> _DIRECTIONS FOR THIS TASK_: Reproduce the listing verbatim.

↓

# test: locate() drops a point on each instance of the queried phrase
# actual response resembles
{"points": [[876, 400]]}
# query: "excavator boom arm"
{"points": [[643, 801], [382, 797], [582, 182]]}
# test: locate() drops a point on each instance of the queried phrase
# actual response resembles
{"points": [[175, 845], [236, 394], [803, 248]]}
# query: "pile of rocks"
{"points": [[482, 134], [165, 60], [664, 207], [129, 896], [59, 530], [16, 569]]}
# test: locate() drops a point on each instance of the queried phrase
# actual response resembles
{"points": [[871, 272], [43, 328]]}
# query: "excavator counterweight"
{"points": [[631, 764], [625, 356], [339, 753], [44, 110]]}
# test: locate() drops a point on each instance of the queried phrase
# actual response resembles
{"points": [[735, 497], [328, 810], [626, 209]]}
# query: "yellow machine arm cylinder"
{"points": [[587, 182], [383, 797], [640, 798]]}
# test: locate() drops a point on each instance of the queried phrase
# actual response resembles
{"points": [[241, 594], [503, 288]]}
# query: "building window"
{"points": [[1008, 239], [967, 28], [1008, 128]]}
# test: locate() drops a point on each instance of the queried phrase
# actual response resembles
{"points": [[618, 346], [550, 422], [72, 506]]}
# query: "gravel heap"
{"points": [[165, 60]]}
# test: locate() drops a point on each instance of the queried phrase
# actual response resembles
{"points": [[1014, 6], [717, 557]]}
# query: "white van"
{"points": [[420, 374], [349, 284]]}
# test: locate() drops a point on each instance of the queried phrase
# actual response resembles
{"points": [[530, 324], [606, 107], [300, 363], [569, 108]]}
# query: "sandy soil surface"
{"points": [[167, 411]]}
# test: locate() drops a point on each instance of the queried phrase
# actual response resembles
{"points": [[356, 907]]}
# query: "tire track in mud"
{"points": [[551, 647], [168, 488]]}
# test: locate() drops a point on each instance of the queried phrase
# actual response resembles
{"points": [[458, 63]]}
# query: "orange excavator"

↑

> _EXPECTED ANSWER_:
# test: locate() drops a point on each instance of the queried phrase
# actual response resembles
{"points": [[876, 400]]}
# query: "excavator boom arm"
{"points": [[643, 801], [382, 797], [582, 182]]}
# test: locate() drops a point on each instance of the queried phrase
# actual response resembles
{"points": [[175, 845], [236, 394], [803, 248]]}
# query: "pile of rocks"
{"points": [[482, 134], [165, 60], [664, 207], [129, 896], [59, 530], [16, 569]]}
# test: locate() drops a point on each instance of the queried phrase
# actual response resembles
{"points": [[871, 272], [43, 328]]}
# query: "excavator counterweight"
{"points": [[631, 764], [625, 356], [339, 753], [44, 110]]}
# test: locate() drops a point on each instance of the queried phrase
# actual response resembles
{"points": [[735, 497], [328, 810], [626, 209]]}
# query: "yellow machine arm cylinder"
{"points": [[587, 182], [383, 797], [640, 798]]}
# test: locate() drops a point on each instance of the queried phrase
# actual response resembles
{"points": [[241, 594], [503, 288]]}
# query: "building window"
{"points": [[1008, 239], [967, 28], [1008, 128]]}
# test: locate() drops a point on each instance of the queried phrase
# actual response resembles
{"points": [[618, 346], [550, 422], [72, 506]]}
# query: "gravel heap"
{"points": [[165, 60]]}
# test: locate() drops a point on each instance of the queried phrase
# actual response resembles
{"points": [[1014, 6], [717, 557]]}
# query: "white van"
{"points": [[420, 374], [349, 284]]}
# test: locate() drops a point on each instance of the queried phrase
# actual response resembles
{"points": [[530, 324], [606, 107], [300, 363], [569, 108]]}
# query: "sandy soil surface"
{"points": [[167, 411]]}
# test: locate() drops a point on each instance of the queried phrase
# actual response resembles
{"points": [[356, 907]]}
# query: "tire track in mud"
{"points": [[551, 647], [168, 488]]}
# test: locate() drops a point on each instance of the queried phrase
# actual response resembles
{"points": [[458, 63]]}
# query: "orange excavator"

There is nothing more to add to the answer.